### Material provided
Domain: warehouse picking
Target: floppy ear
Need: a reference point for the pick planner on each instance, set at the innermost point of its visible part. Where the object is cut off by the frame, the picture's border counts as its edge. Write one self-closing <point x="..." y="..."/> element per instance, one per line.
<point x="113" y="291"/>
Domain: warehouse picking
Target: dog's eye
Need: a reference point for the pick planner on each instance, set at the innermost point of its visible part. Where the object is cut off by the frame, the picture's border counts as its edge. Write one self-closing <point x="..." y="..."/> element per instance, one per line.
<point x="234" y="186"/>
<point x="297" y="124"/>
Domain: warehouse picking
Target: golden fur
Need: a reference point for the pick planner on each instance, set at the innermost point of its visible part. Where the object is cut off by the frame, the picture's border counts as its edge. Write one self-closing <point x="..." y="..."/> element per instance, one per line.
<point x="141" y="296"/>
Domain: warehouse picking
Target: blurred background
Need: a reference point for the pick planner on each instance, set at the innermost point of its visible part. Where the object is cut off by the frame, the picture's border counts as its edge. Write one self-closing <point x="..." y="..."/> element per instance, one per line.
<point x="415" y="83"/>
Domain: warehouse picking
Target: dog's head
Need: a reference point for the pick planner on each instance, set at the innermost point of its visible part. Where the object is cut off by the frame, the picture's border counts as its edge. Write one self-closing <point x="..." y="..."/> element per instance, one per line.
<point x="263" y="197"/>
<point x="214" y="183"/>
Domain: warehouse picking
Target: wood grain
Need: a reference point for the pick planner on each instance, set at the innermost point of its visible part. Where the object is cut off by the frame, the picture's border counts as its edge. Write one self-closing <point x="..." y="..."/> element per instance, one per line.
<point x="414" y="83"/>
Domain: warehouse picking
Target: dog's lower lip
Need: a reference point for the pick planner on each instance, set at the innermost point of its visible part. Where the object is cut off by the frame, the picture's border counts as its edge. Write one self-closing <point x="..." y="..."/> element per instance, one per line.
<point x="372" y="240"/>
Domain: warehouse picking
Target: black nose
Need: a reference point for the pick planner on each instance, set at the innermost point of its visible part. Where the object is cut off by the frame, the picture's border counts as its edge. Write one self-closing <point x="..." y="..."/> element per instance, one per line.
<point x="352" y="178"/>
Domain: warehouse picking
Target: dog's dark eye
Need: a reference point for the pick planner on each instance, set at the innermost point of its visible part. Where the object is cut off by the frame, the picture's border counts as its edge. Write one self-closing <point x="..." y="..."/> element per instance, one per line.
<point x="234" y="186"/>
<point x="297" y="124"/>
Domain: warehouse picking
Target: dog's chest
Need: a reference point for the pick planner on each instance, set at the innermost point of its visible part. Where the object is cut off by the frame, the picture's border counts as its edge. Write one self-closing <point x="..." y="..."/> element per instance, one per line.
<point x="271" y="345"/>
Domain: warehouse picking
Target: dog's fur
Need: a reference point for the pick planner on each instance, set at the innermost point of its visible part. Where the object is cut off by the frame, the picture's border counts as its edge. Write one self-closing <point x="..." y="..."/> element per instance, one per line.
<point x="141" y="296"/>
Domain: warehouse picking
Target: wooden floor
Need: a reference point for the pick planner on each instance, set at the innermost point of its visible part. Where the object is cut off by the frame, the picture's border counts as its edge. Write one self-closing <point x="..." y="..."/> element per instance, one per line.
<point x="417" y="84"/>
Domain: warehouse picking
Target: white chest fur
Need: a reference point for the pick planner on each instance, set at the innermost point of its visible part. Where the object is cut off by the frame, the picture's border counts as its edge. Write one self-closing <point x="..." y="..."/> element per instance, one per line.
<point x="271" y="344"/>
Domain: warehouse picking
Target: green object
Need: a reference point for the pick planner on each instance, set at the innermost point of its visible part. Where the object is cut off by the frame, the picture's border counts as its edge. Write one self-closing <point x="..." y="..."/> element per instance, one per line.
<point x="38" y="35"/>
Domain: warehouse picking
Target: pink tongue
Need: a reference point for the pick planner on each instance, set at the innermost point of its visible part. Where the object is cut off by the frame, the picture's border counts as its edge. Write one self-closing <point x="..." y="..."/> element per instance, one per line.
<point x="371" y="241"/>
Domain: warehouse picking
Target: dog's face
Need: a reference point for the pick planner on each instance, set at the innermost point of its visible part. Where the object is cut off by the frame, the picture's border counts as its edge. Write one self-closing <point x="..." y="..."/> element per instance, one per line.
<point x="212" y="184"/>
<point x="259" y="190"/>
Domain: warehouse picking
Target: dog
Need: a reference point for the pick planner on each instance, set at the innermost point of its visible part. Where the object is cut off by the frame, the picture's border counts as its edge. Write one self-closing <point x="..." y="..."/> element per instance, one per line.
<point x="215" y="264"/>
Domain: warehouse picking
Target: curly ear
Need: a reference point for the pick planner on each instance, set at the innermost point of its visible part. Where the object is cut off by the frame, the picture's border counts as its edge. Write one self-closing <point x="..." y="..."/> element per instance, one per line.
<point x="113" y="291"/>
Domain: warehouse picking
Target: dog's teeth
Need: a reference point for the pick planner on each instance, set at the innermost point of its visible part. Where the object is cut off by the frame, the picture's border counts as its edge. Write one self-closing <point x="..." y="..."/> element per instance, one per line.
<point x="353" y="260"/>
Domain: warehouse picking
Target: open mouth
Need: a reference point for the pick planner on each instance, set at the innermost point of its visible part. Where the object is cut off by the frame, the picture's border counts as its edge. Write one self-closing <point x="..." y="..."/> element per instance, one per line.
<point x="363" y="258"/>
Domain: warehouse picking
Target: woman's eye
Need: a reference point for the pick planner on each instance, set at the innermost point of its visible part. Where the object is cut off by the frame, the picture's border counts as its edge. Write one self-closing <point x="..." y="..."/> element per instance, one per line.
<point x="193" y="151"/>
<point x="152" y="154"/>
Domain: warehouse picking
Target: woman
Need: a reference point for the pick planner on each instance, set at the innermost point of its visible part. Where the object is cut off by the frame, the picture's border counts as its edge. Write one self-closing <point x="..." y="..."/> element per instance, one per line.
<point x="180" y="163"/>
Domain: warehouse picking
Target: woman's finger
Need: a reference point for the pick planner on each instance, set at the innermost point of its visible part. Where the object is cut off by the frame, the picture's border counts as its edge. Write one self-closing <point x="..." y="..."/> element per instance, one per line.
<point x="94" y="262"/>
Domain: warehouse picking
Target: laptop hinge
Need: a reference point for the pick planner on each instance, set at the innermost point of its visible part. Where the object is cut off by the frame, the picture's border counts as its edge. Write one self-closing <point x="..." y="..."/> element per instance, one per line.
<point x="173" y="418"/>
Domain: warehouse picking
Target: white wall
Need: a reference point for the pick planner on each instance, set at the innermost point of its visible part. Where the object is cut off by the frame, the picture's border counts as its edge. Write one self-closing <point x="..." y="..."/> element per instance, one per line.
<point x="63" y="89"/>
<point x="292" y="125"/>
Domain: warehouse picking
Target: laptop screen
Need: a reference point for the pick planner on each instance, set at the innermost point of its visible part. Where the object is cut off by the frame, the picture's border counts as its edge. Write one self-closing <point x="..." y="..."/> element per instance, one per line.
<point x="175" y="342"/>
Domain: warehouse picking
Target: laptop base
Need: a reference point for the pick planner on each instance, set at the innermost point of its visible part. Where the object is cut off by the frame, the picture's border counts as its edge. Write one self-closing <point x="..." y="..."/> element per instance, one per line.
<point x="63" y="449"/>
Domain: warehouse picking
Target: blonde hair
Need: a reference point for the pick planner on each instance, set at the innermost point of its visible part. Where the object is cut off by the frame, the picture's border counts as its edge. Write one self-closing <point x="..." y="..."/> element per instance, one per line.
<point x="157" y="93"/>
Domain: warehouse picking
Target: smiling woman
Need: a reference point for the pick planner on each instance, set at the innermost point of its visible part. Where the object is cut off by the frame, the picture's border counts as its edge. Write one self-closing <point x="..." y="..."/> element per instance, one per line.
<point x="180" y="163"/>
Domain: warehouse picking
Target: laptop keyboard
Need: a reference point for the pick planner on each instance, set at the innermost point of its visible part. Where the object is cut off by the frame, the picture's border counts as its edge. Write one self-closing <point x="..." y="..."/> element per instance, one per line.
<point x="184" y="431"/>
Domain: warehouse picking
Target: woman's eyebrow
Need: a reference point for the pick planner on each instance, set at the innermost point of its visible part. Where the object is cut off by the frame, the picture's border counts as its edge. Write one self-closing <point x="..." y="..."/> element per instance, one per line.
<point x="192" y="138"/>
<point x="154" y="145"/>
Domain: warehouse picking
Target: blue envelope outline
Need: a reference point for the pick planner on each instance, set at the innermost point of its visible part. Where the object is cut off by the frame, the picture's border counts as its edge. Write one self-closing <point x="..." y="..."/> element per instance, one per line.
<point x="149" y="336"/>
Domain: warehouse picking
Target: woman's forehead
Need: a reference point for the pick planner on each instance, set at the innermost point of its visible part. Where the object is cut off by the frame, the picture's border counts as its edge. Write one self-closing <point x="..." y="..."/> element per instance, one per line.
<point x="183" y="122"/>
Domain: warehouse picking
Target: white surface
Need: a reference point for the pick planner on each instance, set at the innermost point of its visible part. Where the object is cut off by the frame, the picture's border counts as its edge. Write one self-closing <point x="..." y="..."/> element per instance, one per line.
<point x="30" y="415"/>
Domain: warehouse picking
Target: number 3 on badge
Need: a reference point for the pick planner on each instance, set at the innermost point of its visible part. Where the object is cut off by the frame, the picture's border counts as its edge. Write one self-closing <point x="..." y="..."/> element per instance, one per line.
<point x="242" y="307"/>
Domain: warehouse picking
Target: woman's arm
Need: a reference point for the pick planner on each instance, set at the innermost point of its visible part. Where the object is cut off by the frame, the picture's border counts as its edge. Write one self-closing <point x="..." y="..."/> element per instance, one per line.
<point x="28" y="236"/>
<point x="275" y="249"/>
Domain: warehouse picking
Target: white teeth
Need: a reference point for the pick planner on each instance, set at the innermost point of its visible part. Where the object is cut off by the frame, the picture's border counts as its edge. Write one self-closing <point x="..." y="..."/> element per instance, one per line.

### Aim of the task
Collect every line of the records that contains the word "white".

### Written answer
Target: white chest fur
Target: white wall
Target: white surface
Target: white teeth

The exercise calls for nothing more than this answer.